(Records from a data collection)
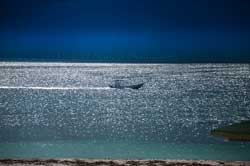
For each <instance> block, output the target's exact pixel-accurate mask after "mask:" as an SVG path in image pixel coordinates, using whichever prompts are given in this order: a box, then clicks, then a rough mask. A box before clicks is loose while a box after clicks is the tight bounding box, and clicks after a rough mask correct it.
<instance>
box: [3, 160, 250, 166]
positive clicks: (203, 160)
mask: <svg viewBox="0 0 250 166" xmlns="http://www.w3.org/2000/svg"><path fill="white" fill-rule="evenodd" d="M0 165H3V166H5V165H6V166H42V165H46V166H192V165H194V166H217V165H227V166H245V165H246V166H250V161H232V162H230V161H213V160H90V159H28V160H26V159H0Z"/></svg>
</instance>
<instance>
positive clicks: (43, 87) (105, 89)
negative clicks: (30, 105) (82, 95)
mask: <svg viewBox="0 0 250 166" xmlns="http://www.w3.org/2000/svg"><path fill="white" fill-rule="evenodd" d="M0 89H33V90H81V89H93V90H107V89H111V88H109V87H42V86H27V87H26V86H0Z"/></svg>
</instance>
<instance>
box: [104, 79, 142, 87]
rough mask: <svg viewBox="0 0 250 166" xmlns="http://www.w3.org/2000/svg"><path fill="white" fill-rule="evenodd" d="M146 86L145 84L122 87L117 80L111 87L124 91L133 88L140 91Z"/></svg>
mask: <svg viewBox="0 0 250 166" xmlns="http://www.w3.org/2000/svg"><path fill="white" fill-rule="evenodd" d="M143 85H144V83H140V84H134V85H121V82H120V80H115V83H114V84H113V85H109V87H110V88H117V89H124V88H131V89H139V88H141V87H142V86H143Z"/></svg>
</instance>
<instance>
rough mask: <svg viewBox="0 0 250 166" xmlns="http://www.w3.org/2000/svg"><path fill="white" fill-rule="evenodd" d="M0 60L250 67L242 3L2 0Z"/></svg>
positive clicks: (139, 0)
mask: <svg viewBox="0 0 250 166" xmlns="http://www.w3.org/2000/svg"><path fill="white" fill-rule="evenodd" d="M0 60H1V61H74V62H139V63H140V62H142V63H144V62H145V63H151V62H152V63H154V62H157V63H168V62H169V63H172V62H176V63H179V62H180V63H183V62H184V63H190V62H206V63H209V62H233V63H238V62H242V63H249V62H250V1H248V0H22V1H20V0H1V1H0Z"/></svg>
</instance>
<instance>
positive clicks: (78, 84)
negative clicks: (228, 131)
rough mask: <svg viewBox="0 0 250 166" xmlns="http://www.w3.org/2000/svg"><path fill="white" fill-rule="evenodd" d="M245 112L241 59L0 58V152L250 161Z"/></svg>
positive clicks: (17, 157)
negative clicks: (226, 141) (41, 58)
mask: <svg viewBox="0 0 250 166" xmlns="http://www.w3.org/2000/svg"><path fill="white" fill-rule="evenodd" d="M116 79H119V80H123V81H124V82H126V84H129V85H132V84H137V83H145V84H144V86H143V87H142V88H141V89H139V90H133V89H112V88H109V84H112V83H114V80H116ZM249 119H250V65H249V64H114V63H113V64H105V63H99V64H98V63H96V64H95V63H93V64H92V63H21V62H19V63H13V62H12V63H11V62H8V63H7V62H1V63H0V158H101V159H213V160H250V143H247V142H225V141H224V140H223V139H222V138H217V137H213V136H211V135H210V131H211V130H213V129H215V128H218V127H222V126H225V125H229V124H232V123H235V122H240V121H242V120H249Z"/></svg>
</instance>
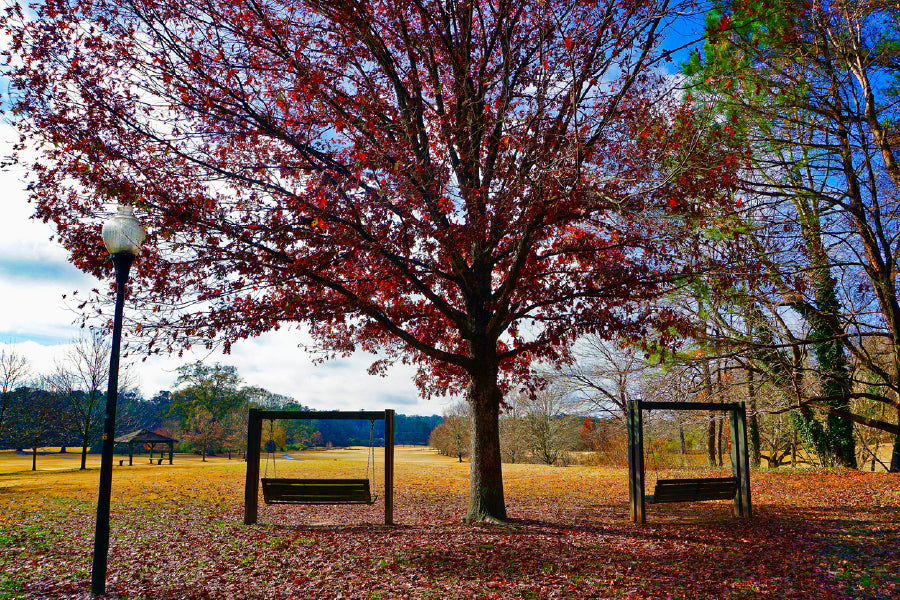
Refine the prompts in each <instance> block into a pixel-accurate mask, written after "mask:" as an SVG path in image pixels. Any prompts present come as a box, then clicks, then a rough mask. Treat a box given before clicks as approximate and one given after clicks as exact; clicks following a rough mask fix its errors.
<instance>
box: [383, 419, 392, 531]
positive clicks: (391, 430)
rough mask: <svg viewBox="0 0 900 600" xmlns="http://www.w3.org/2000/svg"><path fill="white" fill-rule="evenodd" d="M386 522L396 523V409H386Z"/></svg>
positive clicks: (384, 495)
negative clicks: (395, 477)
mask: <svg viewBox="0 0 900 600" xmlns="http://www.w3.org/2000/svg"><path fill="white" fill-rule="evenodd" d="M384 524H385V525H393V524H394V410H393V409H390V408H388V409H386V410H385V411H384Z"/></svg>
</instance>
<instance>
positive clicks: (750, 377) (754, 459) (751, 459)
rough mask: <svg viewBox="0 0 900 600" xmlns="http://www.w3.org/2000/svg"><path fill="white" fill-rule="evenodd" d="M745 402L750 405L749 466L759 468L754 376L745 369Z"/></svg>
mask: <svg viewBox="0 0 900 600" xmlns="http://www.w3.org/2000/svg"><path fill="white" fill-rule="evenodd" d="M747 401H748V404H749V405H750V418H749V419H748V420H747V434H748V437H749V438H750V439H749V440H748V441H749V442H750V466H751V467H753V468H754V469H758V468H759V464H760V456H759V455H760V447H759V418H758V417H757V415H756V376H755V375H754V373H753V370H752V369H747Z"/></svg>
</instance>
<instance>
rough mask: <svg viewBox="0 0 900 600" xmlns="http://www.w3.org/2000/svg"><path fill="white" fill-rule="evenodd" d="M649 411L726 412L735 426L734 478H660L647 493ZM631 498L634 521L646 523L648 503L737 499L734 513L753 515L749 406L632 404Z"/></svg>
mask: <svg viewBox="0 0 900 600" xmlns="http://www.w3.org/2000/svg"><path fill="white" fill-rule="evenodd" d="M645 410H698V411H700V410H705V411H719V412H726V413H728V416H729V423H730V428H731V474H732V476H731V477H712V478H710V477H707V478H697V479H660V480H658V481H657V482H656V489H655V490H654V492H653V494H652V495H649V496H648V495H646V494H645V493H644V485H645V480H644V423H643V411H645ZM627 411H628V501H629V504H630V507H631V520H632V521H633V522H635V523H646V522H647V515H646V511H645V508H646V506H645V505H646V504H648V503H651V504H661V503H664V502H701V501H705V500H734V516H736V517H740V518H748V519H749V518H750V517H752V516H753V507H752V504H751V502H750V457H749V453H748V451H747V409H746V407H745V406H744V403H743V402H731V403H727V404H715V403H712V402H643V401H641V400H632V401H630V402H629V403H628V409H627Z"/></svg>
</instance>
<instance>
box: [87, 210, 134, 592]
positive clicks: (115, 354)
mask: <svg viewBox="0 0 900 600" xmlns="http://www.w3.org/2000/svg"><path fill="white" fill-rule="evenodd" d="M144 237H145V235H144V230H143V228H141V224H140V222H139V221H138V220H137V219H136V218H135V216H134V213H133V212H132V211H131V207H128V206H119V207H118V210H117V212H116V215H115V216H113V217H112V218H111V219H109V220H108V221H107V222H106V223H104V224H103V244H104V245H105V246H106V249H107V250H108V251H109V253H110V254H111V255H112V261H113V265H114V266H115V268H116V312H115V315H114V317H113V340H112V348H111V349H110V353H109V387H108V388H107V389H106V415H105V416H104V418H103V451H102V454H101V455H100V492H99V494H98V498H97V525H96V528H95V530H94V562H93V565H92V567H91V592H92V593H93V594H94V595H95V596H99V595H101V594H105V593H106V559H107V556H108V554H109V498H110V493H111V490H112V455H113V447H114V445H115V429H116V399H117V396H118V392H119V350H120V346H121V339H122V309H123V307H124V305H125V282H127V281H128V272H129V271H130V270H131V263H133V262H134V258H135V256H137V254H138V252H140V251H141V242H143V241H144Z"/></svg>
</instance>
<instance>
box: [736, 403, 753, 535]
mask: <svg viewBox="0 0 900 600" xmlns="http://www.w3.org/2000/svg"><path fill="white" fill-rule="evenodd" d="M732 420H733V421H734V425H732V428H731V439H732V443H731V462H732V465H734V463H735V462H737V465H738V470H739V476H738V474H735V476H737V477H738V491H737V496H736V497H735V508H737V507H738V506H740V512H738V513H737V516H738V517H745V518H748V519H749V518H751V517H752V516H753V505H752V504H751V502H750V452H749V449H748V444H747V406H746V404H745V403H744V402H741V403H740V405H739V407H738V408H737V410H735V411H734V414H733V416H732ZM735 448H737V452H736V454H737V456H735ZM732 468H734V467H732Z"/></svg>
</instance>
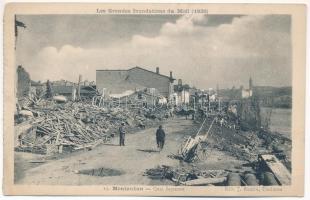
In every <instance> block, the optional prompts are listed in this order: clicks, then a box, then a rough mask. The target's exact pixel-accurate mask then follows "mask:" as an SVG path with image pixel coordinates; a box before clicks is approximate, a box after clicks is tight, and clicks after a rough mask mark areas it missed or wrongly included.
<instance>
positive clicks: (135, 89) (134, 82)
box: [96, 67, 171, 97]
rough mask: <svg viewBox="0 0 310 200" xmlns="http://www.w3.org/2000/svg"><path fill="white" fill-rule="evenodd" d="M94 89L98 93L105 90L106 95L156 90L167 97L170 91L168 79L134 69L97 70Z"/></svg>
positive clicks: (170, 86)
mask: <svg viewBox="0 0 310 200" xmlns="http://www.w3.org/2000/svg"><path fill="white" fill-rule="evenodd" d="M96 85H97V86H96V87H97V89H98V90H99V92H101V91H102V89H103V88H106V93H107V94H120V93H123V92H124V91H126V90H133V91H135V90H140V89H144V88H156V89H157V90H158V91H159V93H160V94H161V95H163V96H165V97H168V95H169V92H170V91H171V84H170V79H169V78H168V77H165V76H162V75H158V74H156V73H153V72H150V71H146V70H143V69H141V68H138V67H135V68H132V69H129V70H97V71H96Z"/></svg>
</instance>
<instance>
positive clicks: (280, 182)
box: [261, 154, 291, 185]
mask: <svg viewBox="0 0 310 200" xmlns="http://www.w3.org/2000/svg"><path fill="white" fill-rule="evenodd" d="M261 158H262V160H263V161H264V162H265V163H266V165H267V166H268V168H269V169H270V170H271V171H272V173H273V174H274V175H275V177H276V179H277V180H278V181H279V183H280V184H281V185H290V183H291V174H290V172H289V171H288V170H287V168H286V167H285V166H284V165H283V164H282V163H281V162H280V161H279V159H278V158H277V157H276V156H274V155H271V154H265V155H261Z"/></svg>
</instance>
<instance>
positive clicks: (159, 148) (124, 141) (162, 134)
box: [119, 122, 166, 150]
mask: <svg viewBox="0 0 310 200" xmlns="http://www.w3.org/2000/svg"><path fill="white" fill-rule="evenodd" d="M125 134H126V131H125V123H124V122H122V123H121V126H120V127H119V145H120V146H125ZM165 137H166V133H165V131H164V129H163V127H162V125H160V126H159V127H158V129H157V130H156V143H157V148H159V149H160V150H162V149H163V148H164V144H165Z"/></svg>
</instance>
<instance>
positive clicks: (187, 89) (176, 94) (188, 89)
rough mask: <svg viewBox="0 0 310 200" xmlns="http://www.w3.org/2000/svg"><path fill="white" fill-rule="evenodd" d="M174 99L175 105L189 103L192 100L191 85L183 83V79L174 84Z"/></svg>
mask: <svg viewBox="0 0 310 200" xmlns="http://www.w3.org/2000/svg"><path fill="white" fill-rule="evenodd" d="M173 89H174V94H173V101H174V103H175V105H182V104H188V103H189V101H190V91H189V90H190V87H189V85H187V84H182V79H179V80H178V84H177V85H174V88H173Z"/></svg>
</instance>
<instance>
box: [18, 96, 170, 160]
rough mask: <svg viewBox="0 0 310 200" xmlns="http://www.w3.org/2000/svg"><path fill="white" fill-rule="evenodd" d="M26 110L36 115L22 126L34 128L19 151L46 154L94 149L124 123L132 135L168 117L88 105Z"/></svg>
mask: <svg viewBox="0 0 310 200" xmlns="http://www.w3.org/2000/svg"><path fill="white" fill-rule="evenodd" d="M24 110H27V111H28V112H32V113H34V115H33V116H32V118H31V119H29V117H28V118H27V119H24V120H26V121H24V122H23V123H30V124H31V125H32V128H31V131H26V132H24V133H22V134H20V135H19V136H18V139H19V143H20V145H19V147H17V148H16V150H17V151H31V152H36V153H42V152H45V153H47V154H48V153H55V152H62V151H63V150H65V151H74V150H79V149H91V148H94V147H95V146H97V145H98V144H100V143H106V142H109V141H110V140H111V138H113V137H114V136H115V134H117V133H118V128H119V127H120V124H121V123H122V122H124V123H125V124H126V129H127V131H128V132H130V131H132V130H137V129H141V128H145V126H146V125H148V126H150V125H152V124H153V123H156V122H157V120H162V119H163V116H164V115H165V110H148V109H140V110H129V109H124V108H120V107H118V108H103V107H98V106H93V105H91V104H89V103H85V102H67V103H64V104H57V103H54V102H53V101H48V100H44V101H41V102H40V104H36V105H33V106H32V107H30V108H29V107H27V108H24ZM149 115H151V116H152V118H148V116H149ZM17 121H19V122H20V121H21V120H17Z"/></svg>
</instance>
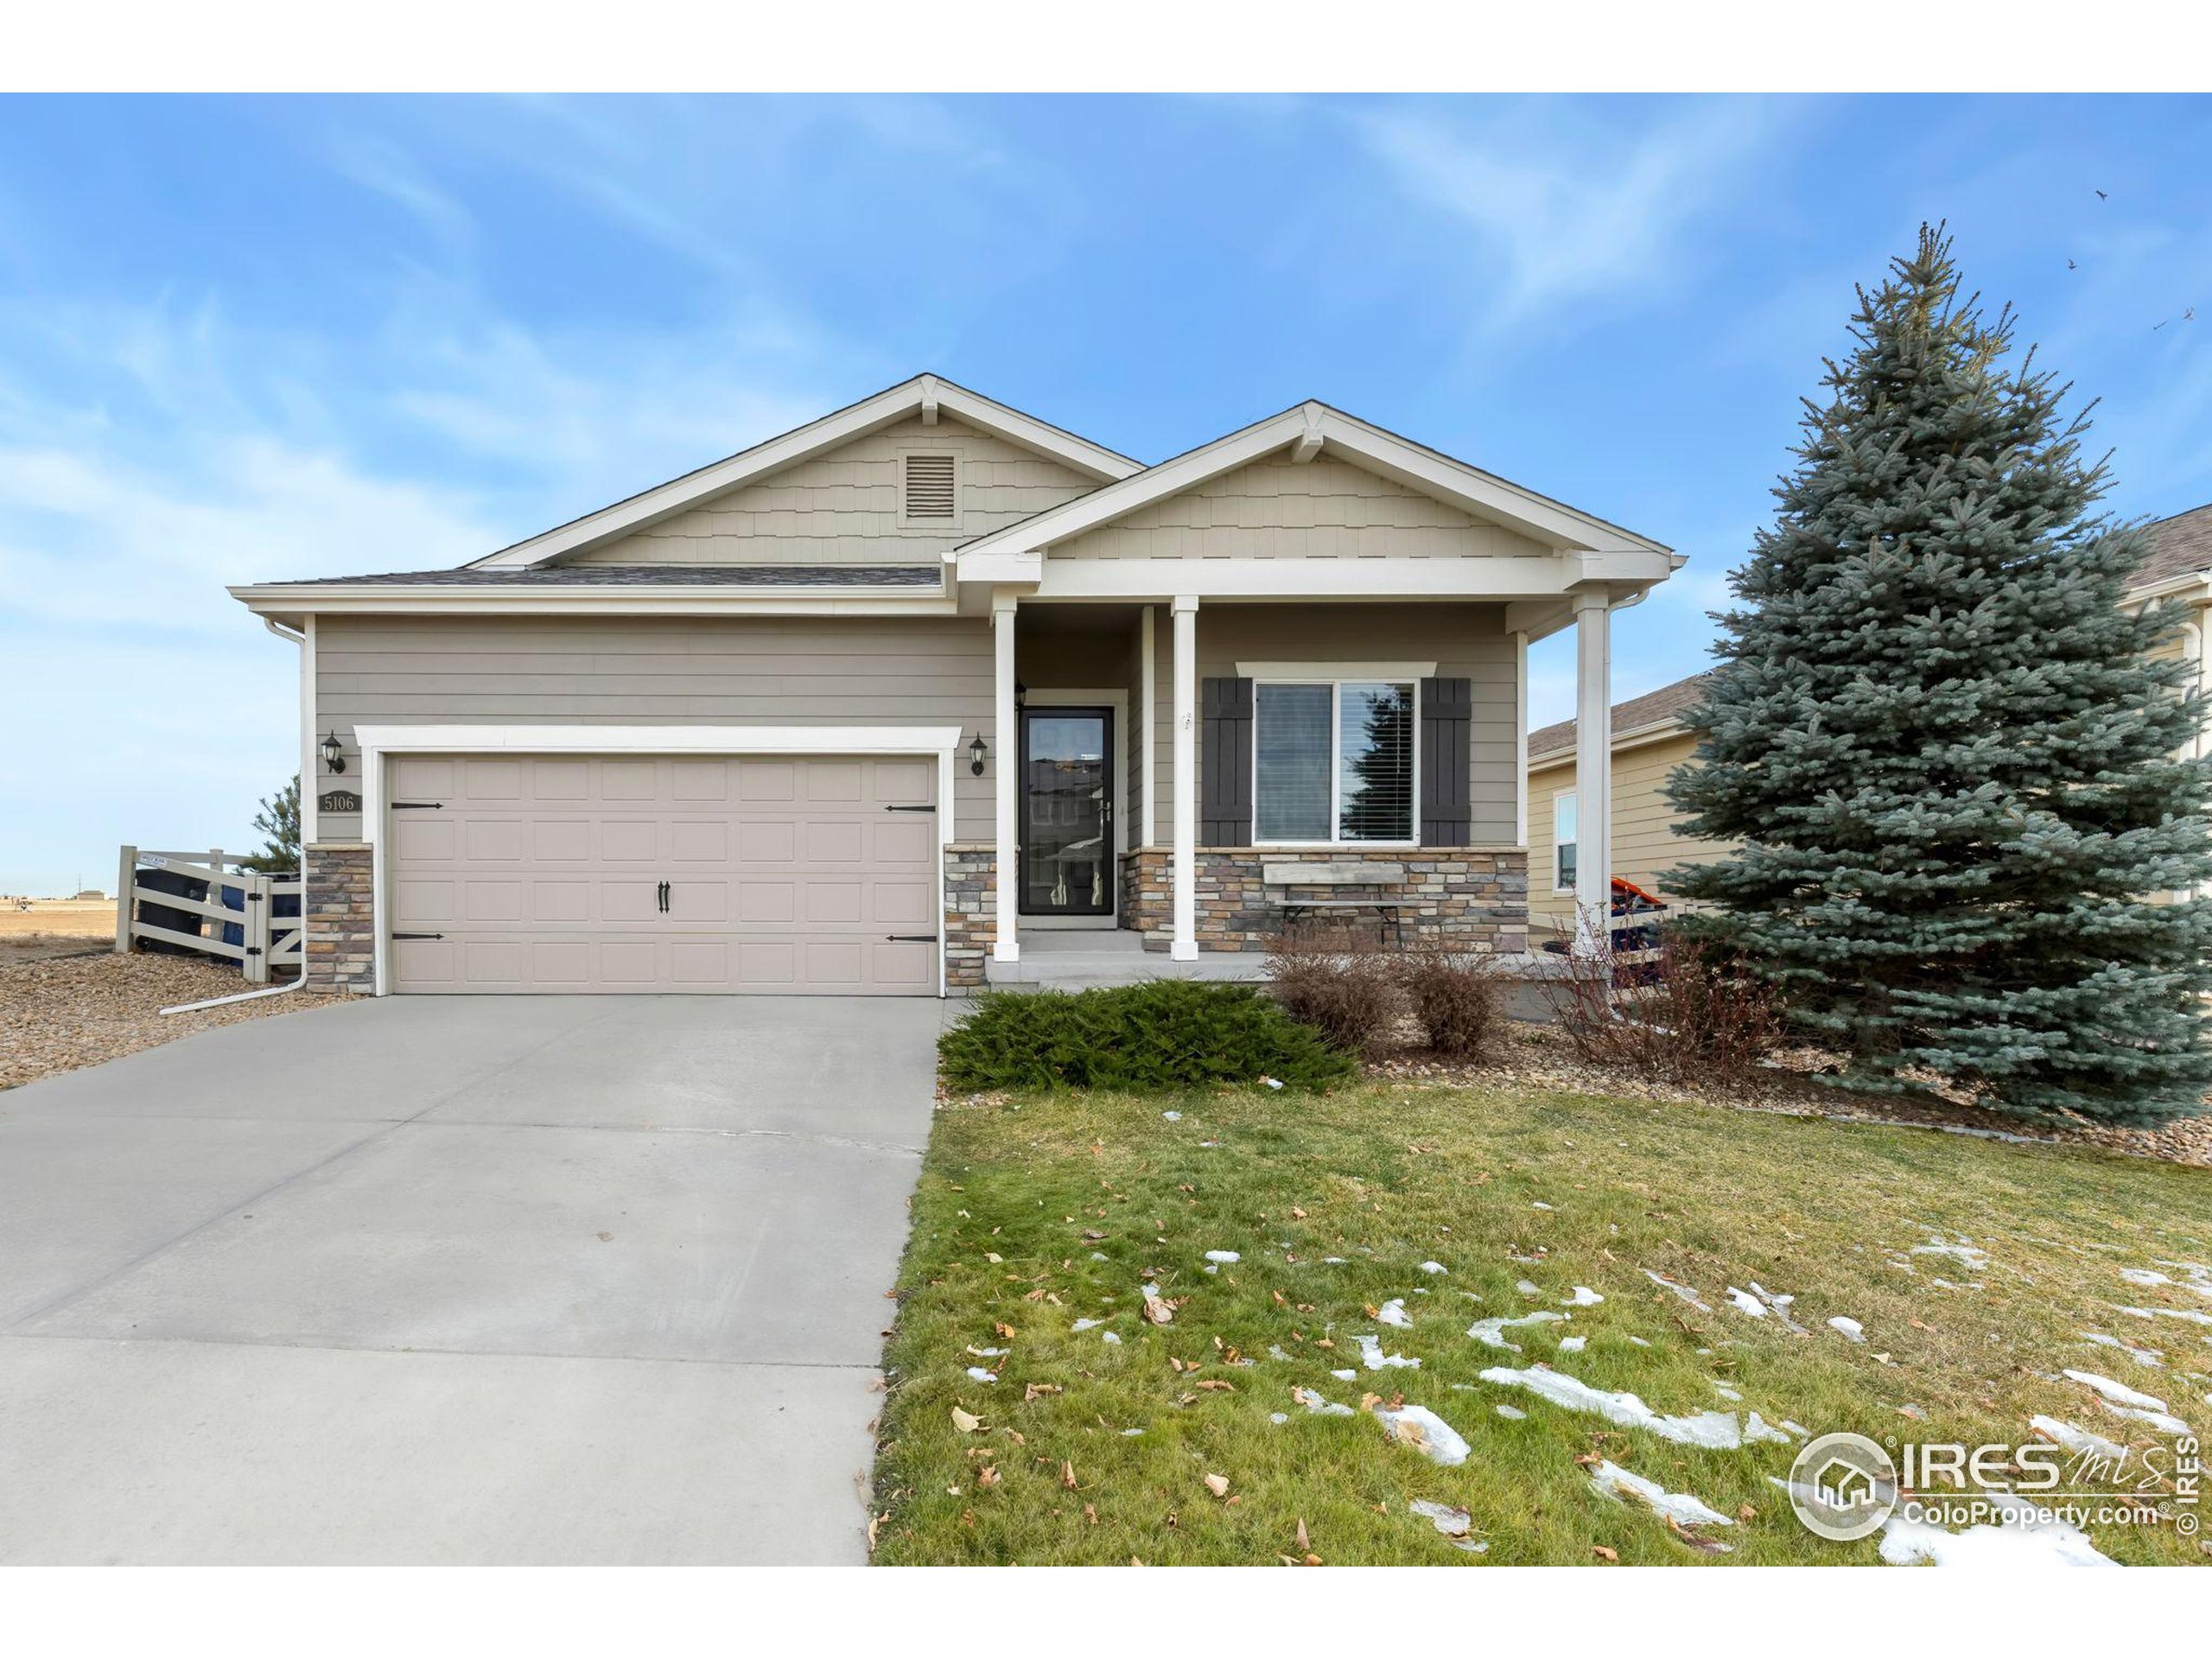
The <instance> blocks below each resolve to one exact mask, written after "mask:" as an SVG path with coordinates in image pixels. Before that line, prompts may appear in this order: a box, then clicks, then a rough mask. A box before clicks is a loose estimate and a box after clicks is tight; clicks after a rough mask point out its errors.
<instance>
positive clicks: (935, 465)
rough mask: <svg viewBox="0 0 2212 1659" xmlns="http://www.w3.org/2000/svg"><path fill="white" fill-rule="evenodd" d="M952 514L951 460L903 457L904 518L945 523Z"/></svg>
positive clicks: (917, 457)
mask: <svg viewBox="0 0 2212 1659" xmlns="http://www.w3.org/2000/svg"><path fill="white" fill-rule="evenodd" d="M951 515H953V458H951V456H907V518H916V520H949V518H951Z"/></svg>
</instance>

- **Task instructions**:
What's needed is an exact copy of the lines above from the one with "112L241 59L0 58V152L250" through the one with "positive clicks: (750, 377)", both included; the pictures stay out.

- **Problem solution**:
rough mask: <svg viewBox="0 0 250 166" xmlns="http://www.w3.org/2000/svg"><path fill="white" fill-rule="evenodd" d="M245 112L241 59L0 58V152L250 161Z"/></svg>
positive clicks: (17, 157)
negative clicks: (226, 141) (41, 58)
mask: <svg viewBox="0 0 250 166" xmlns="http://www.w3.org/2000/svg"><path fill="white" fill-rule="evenodd" d="M116 79H119V80H123V81H124V82H126V84H129V85H132V84H137V83H145V84H144V86H143V87H142V88H141V89H139V90H133V89H112V88H109V84H112V83H114V80H116ZM249 119H250V65H249V64H114V63H113V64H105V63H99V64H98V63H96V64H95V63H93V64H92V63H21V62H19V63H13V62H12V63H11V62H8V63H7V62H1V63H0V158H101V159H213V160H250V143H247V142H225V141H224V140H223V139H222V138H217V137H213V136H211V135H210V131H211V130H213V129H215V128H218V127H222V126H225V125H229V124H232V123H235V122H240V121H242V120H249Z"/></svg>
</instance>
Refine the prompts in each <instance> block into a pixel-accurate mask, written after "mask:" as an SVG path in image pixels. Any prompts present come as a box, then clicks, then a rough mask. Treat a box given before clicks as approximate and one given after clicks as exact; clicks following a rough mask fix its errors.
<instance>
box: [383, 419, 392, 531]
positive clicks: (391, 430)
rough mask: <svg viewBox="0 0 900 600" xmlns="http://www.w3.org/2000/svg"><path fill="white" fill-rule="evenodd" d="M386 522L396 523V409H386Z"/></svg>
positive clicks: (384, 495)
negative clicks: (395, 477)
mask: <svg viewBox="0 0 900 600" xmlns="http://www.w3.org/2000/svg"><path fill="white" fill-rule="evenodd" d="M384 524H385V525H393V524H394V410H393V409H390V408H388V409H386V410H385V411H384Z"/></svg>
</instance>
<instance>
positive clicks: (750, 377) (754, 459) (751, 459)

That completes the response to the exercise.